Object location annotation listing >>
- - - - -
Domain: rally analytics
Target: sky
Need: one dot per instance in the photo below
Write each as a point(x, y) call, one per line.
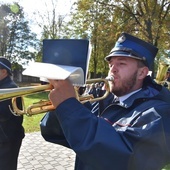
point(32, 6)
- - - - -
Problem details >> Reproduce the listing above with "rally analytics" substituted by "motorsport analytics" and every other line unchanged, omitting the pictures from your reproduction.

Correct result >>
Domain: motorsport analytics
Target: sky
Need: one dot per instance in the photo below
Write each as a point(x, y) call, one per line.
point(32, 6)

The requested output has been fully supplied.